▸ **Assignment**
All lines containing the string "child" must be copied from the entries.

Information given: Begin

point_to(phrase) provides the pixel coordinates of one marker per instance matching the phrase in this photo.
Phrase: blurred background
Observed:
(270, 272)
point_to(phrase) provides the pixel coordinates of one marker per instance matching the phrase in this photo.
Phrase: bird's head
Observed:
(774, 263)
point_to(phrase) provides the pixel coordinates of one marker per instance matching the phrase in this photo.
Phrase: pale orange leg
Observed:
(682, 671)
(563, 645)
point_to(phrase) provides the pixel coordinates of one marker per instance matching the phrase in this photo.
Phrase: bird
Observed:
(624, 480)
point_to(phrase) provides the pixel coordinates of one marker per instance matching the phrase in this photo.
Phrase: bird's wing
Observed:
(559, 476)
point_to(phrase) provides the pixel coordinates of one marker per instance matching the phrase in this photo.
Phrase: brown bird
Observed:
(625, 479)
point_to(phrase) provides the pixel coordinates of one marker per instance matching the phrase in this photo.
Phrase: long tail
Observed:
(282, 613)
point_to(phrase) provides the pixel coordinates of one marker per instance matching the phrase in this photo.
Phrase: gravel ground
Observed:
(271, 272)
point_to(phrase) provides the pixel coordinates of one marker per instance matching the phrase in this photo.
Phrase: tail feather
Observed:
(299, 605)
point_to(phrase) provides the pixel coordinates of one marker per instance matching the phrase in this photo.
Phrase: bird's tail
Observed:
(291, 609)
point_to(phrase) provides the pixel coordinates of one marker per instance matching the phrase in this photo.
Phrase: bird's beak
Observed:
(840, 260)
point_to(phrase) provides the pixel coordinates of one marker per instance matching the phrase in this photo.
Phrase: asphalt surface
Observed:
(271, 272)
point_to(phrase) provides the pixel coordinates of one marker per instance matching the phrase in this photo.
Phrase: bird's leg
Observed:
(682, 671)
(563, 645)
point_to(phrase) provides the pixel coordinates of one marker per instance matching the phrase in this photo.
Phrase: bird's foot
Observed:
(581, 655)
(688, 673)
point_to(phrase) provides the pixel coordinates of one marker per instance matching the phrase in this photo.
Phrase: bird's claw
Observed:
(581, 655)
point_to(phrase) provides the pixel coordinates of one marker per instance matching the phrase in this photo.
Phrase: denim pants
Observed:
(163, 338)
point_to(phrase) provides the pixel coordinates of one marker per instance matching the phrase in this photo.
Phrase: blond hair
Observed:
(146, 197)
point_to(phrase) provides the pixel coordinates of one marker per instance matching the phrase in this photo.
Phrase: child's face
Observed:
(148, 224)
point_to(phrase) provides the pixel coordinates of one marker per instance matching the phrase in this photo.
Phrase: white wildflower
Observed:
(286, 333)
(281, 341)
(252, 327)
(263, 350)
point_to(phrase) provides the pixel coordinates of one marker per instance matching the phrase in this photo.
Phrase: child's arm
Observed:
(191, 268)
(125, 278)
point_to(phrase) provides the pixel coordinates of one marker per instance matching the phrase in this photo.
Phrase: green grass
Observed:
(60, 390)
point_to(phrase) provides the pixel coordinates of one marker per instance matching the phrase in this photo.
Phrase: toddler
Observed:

Information given: End

▸ **Your solution**
Phrase: child's face
Phrase: child's arm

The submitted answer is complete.